Plongeon au cœur de la CDP : Entre fantasme et réalité
Depuis quelques temps, la CDP (Customer Data Platform) est très fréquemment citée comme LA solution incontournable dans l’univers des MarTech pour orchestrer les interactions On et Offline avec les clients. Ne pas en être équipé relèverait de la faute stratégique pour les entreprises qui souhaiteraient rester performantes.
Face à cette menace, certaines entreprises n’hésitent pas à s’engager dans des projets CDP de manière hâtive, parfois sans compréhension approfondie, et surtout sans évaluation des retours sur investissement potentiels.
Du côté de nos confrères consultants et de nos amis éditeurs, les avis sont très partagés. Certains font de la CDP un cheval de bataille et la positionne au cœur de leur offre, tandis que d’autres se questionnent sur la possibilité d’avoir négligé ses avantages. La place de la CDP suscite ainsi un débat animé au sein de la communauté, entre engagements forts et interrogations sur d’éventuels bénéfices insoupçonnés.

> _CONSIGNE A_:
D'après le texte sur la CDP, de quelles manières certaines entreprises s'engagent-elles dans des projets CDP ? Énumérez-les toutes.
> _CONSIGNE B_:
Rédigez la suite du texte sur la CDP, à partir de sa dernière phrase.
Les données qui suivent sont issues d'une autre source que le texte.

> _LISTE DES DONNÉES_:
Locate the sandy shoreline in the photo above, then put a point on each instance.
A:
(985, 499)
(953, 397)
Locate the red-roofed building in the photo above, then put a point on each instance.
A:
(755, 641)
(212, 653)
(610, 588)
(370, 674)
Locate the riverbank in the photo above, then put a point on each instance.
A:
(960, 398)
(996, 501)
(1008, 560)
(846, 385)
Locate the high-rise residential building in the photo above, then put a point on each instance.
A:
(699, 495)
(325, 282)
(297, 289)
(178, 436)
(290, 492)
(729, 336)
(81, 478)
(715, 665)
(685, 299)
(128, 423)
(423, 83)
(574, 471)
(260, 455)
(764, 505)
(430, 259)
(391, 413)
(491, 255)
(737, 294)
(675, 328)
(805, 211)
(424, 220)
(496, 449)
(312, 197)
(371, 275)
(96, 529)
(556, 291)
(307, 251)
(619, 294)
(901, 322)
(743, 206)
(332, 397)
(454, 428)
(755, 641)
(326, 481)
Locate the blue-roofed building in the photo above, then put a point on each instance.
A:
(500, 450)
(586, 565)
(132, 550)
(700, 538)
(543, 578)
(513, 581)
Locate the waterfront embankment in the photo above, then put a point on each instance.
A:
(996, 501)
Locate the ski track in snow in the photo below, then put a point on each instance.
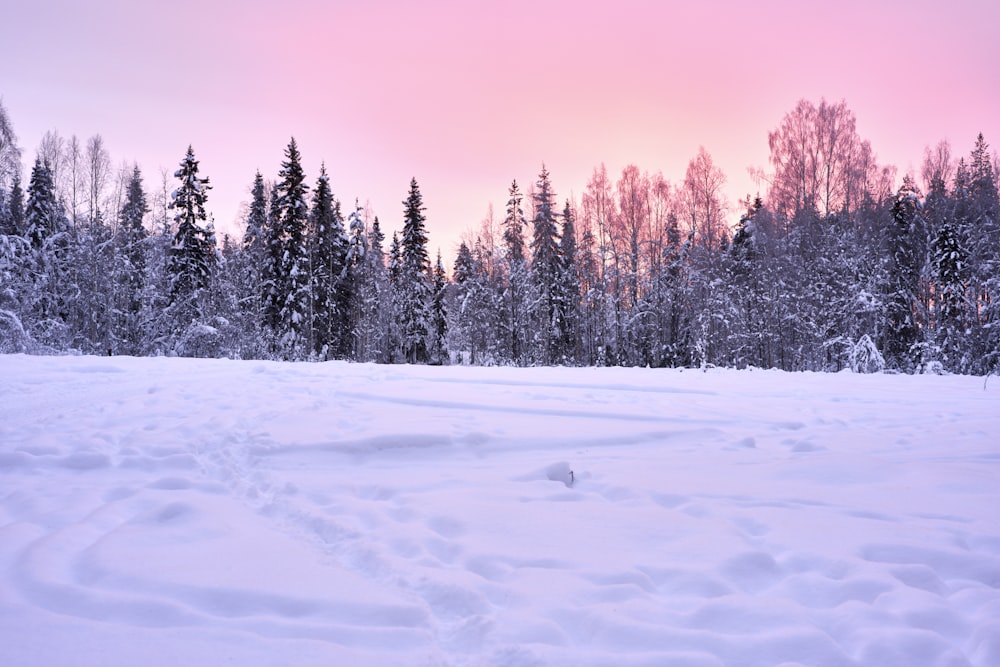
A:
(207, 512)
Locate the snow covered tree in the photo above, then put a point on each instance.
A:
(290, 252)
(13, 210)
(904, 266)
(130, 273)
(42, 217)
(371, 294)
(330, 290)
(545, 272)
(568, 291)
(516, 289)
(951, 275)
(414, 281)
(255, 234)
(192, 255)
(439, 314)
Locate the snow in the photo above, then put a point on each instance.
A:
(207, 512)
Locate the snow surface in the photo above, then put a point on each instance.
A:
(212, 512)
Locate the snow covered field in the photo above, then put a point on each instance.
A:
(212, 512)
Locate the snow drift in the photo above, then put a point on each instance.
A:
(207, 512)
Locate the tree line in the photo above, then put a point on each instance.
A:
(831, 267)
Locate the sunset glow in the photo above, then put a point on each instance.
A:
(466, 98)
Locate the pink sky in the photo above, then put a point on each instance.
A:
(468, 97)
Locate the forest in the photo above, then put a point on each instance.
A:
(833, 265)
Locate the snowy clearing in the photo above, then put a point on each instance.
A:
(210, 512)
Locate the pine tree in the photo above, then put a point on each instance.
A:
(372, 293)
(192, 255)
(130, 276)
(903, 274)
(951, 275)
(15, 225)
(292, 279)
(545, 261)
(569, 291)
(42, 215)
(515, 296)
(255, 235)
(439, 314)
(273, 270)
(414, 282)
(330, 289)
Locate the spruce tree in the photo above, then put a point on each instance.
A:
(950, 274)
(569, 291)
(42, 215)
(192, 255)
(439, 314)
(292, 279)
(355, 283)
(546, 316)
(414, 280)
(515, 321)
(903, 274)
(130, 275)
(255, 235)
(331, 294)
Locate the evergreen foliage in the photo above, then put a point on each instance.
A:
(192, 255)
(413, 282)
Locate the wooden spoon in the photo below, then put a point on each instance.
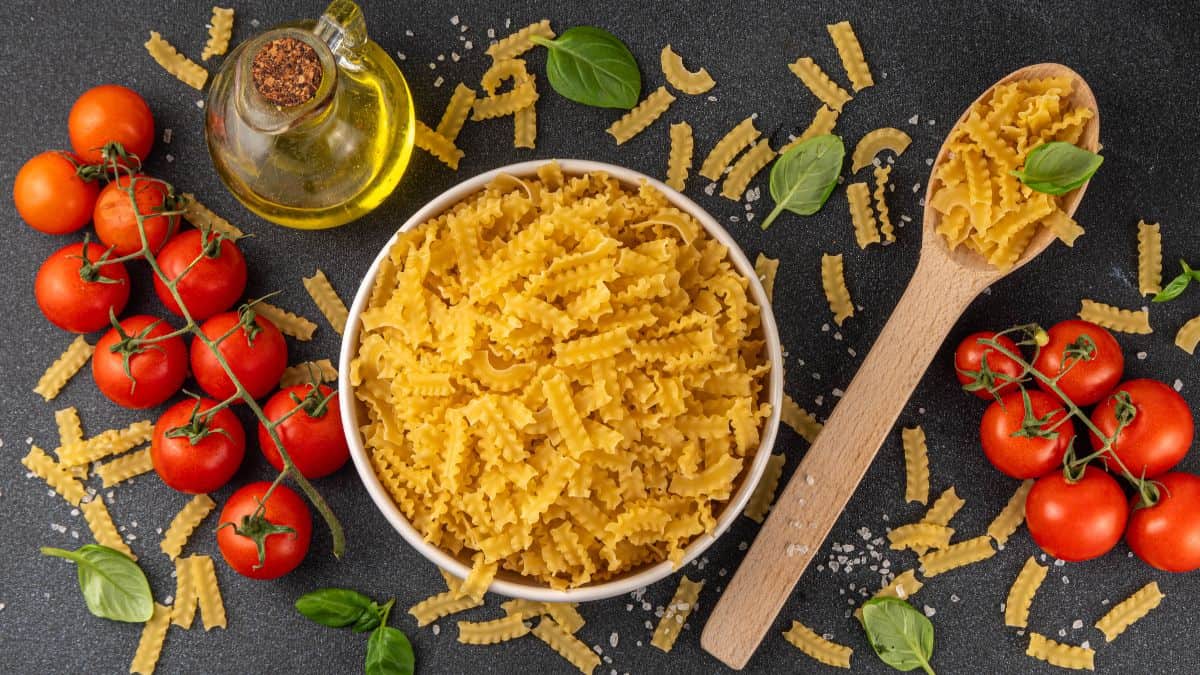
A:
(941, 288)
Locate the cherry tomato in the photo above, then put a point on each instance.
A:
(78, 297)
(197, 454)
(210, 287)
(157, 369)
(969, 360)
(51, 196)
(118, 227)
(1077, 521)
(1167, 535)
(111, 113)
(1158, 436)
(257, 357)
(1089, 378)
(1018, 455)
(312, 435)
(283, 550)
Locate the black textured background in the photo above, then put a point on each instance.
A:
(929, 59)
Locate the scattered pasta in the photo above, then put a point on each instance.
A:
(1020, 595)
(817, 647)
(1116, 318)
(64, 368)
(175, 64)
(642, 115)
(1129, 610)
(679, 77)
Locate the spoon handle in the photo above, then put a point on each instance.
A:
(834, 465)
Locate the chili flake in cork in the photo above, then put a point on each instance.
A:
(287, 71)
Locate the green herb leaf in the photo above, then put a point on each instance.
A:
(803, 179)
(592, 66)
(113, 585)
(900, 635)
(1057, 167)
(337, 608)
(389, 653)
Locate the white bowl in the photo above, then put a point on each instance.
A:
(514, 585)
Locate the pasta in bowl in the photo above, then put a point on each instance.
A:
(561, 381)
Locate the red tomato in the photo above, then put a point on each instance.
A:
(197, 455)
(1089, 378)
(214, 285)
(1077, 521)
(1167, 535)
(969, 360)
(157, 369)
(257, 357)
(51, 196)
(111, 113)
(1158, 436)
(283, 550)
(312, 435)
(118, 227)
(78, 297)
(1018, 455)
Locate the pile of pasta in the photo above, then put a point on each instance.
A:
(983, 205)
(563, 377)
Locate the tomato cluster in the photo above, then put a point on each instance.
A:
(142, 360)
(1138, 430)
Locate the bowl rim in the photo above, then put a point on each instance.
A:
(645, 575)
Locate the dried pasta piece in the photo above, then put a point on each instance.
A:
(519, 42)
(817, 647)
(1129, 610)
(679, 77)
(1150, 258)
(851, 53)
(858, 195)
(154, 634)
(916, 465)
(436, 144)
(59, 478)
(125, 467)
(102, 529)
(208, 592)
(220, 31)
(175, 64)
(679, 160)
(833, 280)
(492, 632)
(64, 368)
(957, 555)
(819, 83)
(1020, 595)
(203, 217)
(1057, 653)
(1116, 318)
(875, 142)
(1012, 515)
(642, 115)
(327, 300)
(733, 142)
(288, 323)
(304, 372)
(184, 524)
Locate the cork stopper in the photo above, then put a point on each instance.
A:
(287, 71)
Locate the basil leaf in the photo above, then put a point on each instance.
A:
(804, 177)
(389, 653)
(336, 608)
(112, 584)
(592, 66)
(900, 635)
(1057, 167)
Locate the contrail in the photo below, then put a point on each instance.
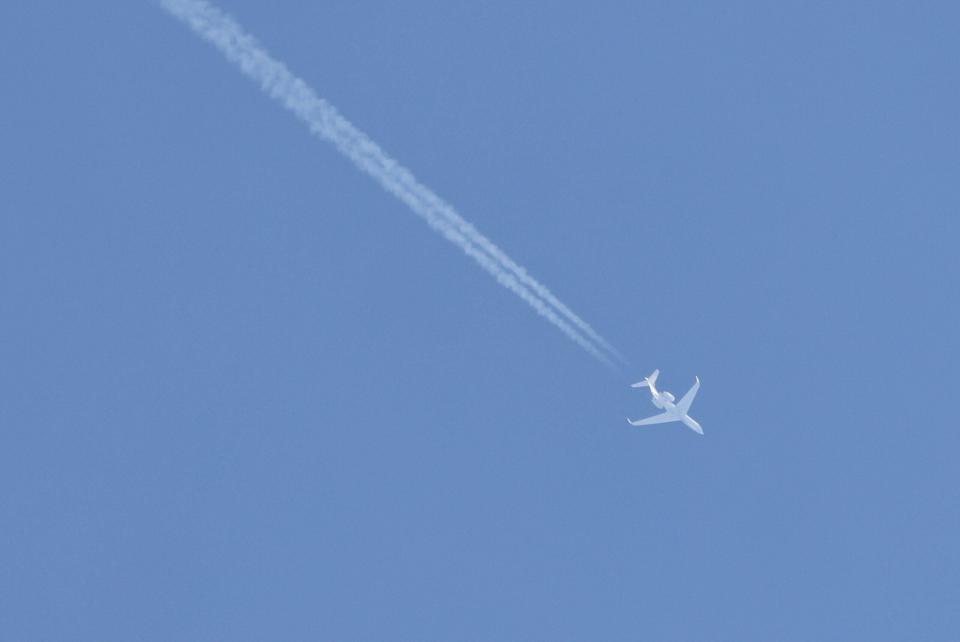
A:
(323, 120)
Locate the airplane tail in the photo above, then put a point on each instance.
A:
(649, 382)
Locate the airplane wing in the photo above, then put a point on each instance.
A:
(662, 418)
(684, 404)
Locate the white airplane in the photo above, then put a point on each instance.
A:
(671, 411)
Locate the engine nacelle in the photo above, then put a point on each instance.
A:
(664, 397)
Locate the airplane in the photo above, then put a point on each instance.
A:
(672, 410)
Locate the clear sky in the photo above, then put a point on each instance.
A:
(248, 395)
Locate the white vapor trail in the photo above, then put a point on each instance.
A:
(323, 120)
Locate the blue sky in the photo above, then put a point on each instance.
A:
(249, 395)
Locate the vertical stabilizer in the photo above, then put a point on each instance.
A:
(649, 382)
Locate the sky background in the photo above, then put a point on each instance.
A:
(248, 395)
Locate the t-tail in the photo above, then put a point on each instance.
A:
(649, 382)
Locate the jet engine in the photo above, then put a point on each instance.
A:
(664, 397)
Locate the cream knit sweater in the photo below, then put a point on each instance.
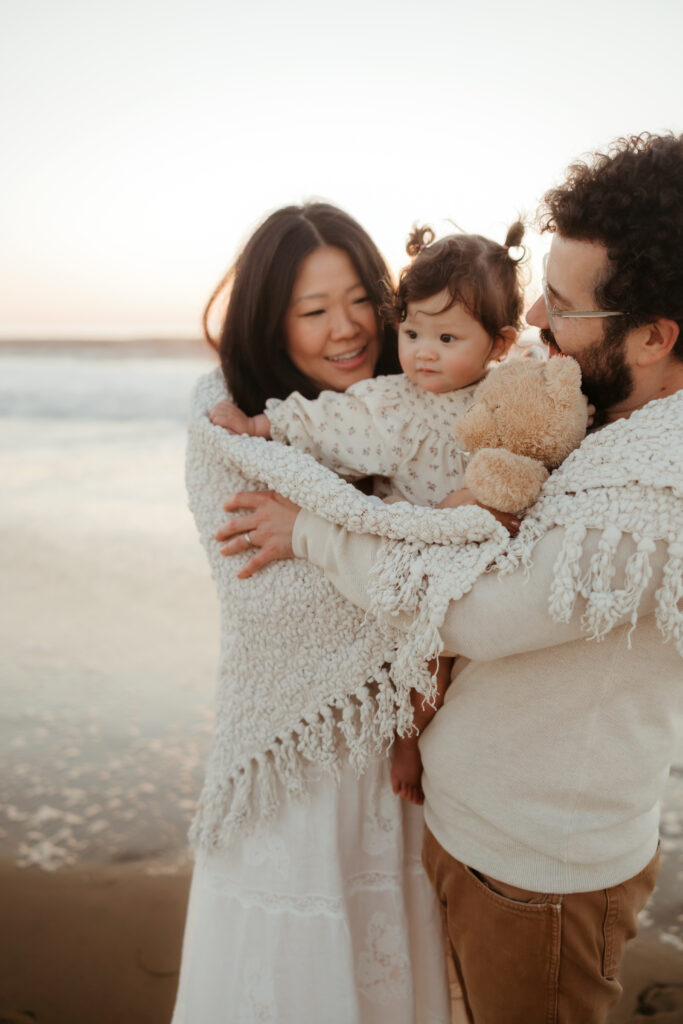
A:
(545, 766)
(303, 678)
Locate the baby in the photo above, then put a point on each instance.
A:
(458, 307)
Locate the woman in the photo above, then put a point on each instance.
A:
(312, 908)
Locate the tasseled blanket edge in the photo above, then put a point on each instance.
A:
(604, 605)
(236, 802)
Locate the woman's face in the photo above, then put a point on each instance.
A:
(330, 323)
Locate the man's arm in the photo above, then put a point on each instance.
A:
(500, 616)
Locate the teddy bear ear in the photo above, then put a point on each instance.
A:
(562, 375)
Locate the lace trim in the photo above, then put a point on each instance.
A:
(310, 904)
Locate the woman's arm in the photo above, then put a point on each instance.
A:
(500, 616)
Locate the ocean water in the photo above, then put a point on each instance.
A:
(109, 633)
(96, 386)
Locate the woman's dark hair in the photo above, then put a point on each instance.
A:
(252, 343)
(475, 271)
(630, 200)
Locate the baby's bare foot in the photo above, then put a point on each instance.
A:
(407, 769)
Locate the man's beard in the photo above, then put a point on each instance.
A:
(605, 377)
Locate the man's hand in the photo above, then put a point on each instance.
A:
(228, 416)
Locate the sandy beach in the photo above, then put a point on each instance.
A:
(109, 640)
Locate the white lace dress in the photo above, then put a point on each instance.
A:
(325, 918)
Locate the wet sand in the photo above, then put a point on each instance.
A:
(109, 636)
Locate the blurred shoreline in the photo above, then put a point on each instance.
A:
(110, 347)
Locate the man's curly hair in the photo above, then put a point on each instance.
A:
(631, 201)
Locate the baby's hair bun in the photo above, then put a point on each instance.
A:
(418, 240)
(513, 242)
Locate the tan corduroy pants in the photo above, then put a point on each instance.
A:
(524, 957)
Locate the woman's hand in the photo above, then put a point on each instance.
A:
(266, 525)
(229, 417)
(465, 497)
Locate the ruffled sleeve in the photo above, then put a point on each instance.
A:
(359, 432)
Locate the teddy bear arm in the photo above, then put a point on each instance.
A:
(505, 481)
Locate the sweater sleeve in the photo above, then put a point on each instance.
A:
(355, 432)
(500, 616)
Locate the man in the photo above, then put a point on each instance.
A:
(543, 770)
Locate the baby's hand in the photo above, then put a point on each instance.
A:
(228, 416)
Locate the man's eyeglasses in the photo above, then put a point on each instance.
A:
(554, 314)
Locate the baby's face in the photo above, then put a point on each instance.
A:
(442, 349)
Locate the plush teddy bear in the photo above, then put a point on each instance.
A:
(526, 418)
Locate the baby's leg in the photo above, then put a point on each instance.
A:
(406, 761)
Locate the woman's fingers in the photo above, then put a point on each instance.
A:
(261, 557)
(266, 525)
(238, 524)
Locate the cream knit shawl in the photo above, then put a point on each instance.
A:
(303, 677)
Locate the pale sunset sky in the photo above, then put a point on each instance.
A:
(142, 140)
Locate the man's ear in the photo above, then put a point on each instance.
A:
(505, 338)
(655, 341)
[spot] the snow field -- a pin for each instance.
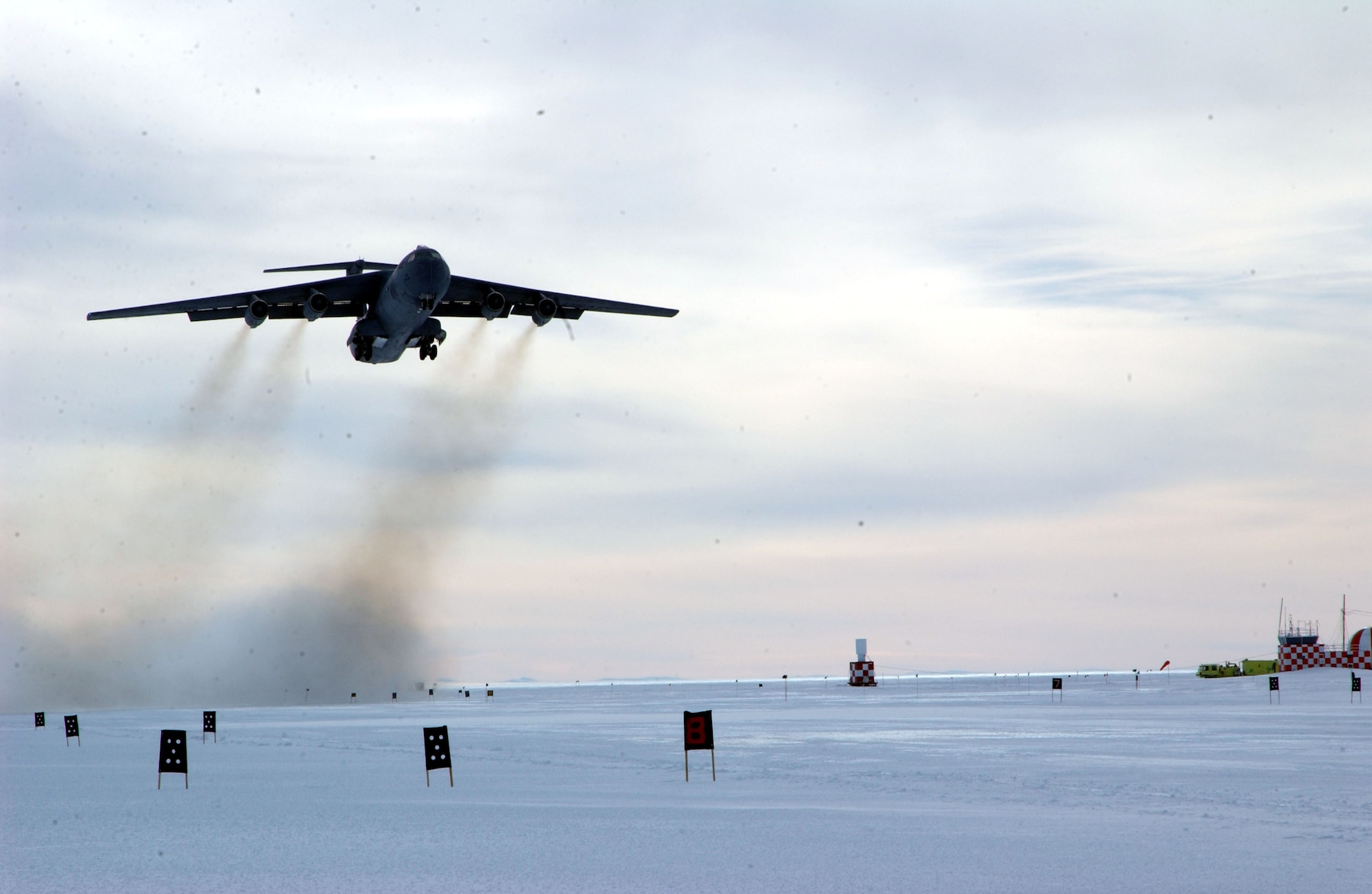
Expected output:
(965, 784)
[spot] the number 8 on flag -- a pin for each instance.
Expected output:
(700, 737)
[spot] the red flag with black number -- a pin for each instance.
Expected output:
(700, 737)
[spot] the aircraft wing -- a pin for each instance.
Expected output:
(349, 295)
(466, 295)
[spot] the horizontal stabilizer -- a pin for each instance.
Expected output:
(353, 268)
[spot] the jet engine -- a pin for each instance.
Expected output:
(316, 306)
(493, 306)
(256, 314)
(544, 310)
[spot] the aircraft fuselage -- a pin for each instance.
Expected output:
(401, 316)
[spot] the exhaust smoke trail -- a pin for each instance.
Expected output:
(362, 631)
(171, 635)
(116, 576)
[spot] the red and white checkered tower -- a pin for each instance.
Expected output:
(1300, 648)
(862, 672)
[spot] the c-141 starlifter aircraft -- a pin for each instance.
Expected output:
(394, 303)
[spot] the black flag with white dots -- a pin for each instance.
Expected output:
(172, 755)
(437, 753)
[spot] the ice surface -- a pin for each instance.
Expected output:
(945, 785)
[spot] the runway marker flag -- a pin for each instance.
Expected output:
(700, 737)
(172, 756)
(437, 753)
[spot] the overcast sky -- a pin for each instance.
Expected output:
(1013, 336)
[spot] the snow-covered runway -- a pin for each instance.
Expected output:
(950, 785)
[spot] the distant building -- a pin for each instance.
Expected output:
(862, 672)
(1300, 648)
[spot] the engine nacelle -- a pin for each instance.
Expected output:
(493, 305)
(544, 310)
(256, 314)
(316, 306)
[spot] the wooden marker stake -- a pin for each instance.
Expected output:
(438, 753)
(700, 736)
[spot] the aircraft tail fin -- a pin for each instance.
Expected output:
(353, 268)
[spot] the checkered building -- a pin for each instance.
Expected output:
(1359, 655)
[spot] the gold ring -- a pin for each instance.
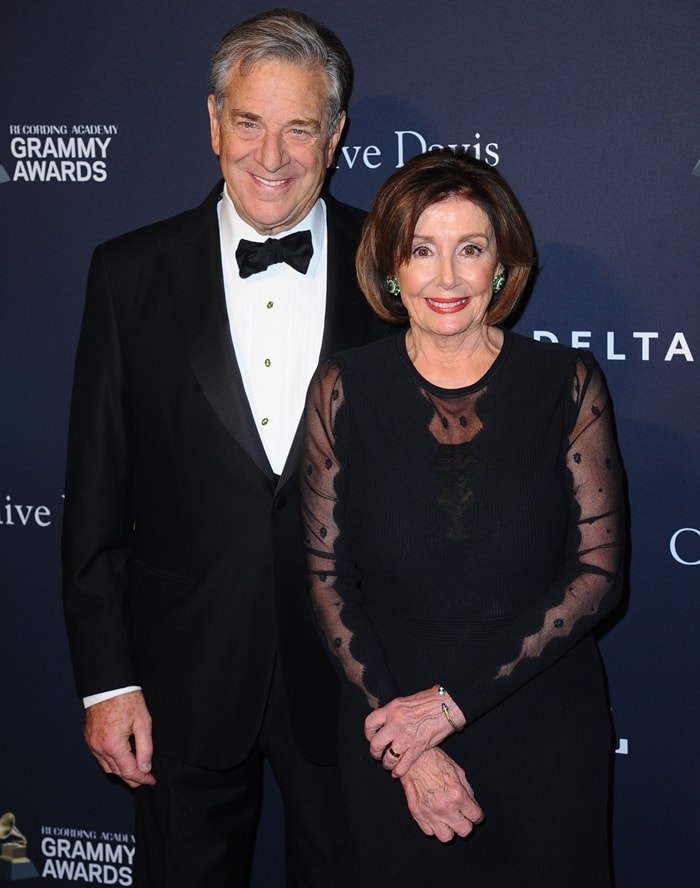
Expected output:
(389, 748)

> _RÉPONSE RÉDIGÉE A_:
- de manière hâtive
- parfois sans compréhension approfondie
- surtout sans évaluation des retours sur investissement potentiels

> _RÉPONSE RÉDIGÉE B_:
A cette défiance s’ajoute une interrogation sur les aspects fonctionnels qui différencient une CDP d’autres briques « historiques » d’un SI Client comme les référentiels client, les datalakes, les datawarehouses, les plateformes CRM, le Marketing Automation ou encore la DMP (Data Management Platform) que la CDP semble avoir remplacée en termes de tendance dans le cœur des marketers.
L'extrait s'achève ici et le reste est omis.